Aim of the exercise = Rewrite the data below as a two-column CSV headed input and output. Give one row per phrase, with the full text that leads up to that phrase (including the phrase itself) in input and its boxes in output. Quote each field, replace line breaks with spaces, and leave out the pictures.

Data rows =

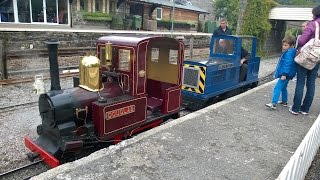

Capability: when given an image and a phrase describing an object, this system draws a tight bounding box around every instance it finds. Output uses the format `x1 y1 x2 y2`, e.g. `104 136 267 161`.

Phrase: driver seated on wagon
217 39 250 82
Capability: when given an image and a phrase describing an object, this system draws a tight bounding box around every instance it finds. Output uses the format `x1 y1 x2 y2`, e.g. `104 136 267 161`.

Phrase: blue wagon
182 36 260 109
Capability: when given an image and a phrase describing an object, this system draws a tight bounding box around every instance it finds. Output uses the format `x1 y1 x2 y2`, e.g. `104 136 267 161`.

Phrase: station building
0 0 209 31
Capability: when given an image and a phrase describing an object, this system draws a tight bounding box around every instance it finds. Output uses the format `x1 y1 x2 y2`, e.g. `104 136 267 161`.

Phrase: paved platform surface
32 75 320 180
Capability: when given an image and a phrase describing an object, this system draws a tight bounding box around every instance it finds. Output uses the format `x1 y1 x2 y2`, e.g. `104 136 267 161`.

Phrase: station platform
32 76 320 180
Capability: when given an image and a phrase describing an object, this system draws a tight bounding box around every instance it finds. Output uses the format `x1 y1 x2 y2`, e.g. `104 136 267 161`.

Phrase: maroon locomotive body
25 35 184 167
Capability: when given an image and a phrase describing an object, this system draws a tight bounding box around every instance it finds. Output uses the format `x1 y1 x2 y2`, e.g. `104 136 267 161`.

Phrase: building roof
269 7 312 21
134 0 210 14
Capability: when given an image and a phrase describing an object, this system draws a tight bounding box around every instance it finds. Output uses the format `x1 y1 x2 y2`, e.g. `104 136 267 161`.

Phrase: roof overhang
269 7 312 21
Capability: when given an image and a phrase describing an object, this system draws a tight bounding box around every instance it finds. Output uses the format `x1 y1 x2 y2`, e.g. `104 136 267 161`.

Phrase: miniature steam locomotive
25 35 260 167
25 36 184 167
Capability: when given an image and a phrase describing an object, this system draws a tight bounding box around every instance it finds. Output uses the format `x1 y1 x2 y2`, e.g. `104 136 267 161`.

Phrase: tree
240 0 277 54
276 0 319 6
213 0 277 54
213 0 239 32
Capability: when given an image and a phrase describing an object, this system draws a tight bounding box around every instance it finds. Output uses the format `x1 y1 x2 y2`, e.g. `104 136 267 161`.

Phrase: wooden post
0 40 8 79
189 36 194 60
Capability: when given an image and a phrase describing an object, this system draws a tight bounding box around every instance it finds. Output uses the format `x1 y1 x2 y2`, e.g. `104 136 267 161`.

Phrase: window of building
157 8 162 20
17 0 31 23
96 0 103 12
80 0 88 11
0 0 14 22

Output for this exercise =
input,output
"Capability: when given an image and a phrase describing an object, this system draws a tight bounding box around every instance it finds. Output uses the format `x1 y1 x2 y2`, e.g. `104 136 267 161`. Phrase: driver seated on wagon","217 39 250 82"
"Capability: when given an image and a phrase describing an object, this system draws a tight bounding box around every instance it finds. Output uses the format `x1 y1 x2 y2`, e.g. `104 136 267 161`. Phrase: blue wagon","182 36 260 109"
"Capability: when given an image and a phrase describing an object, this system draws a tight bounding box around every instance it finds. Output uses the format `x1 y1 x2 y2`, e.g. `104 136 267 161`. Phrase: station building","0 0 209 31"
"Capability: when given an image and a phrase describing an object, this system draws a tight bounding box around every instance it finds. Output uses the format `x1 y1 x2 y2`, e.g. `104 136 267 161`. Phrase: paved platform surface","32 75 320 180"
"Capability: when given an image and a phrase describing an object, this system draws a tight bounding box around every instance it finds. Output uses the format `x1 y1 x2 y2`, e.g. `104 136 267 161`. Phrase: station platform","32 76 320 180"
"Capability: when given an image and a phrase describing an object, this system draws a tight bounding box around every instance it finds. Output uses the format `x1 y1 x2 y2`, e.g. `104 136 267 161`. Phrase: maroon locomotive body","25 35 184 167"
"Capability: when given an image and a phrase describing an object, this system draws a tight bounding box around every instance it finds. Output uses the format `x1 y1 x2 y2`, e.g. `104 136 267 161`. Phrase: building roof","269 7 312 21 134 0 210 14"
"Capability: when given an image and a phrase describing an object, this system draws a tight bounding box around every instance it finds. Output uses the format `x1 y1 x2 y2`, e.g. `104 136 267 161`. Phrase: roof overhang","269 7 312 21"
"Capability: when given an image and a phrase describing an object, this system draws a tight bounding box around every instance it finds. Output uses the format `x1 y1 x2 y2`, e.g. `104 136 267 161`. Phrase: miniature steam locomotive","25 35 260 167 25 36 184 167"
"Capability: when given an image and a phrase describing an object, this system draws a tight bounding box around every instance it finds. Output uses the format `x1 y1 x2 y2`, e.g. `104 136 267 161`. Phrase: tree","240 0 277 54 276 0 319 6 213 0 277 54 213 0 239 32"
"Capability: when given an image and a phrase describing an object, this system draws a tight bounding box around every instance it finds. Output uses the format `x1 y1 x2 y2`, e.g. `104 136 267 161`. Phrase: wooden post","0 40 8 79 189 36 194 60"
"Capability: when given an image and a phrase describing an object, this system draws a tight bounding box around every instance it finds. Output uses the format `x1 y1 x2 y2`, e.g. `104 136 267 161`. Phrase: window of building","157 8 162 20 17 0 31 23 96 0 103 12 80 0 88 11 0 0 14 22"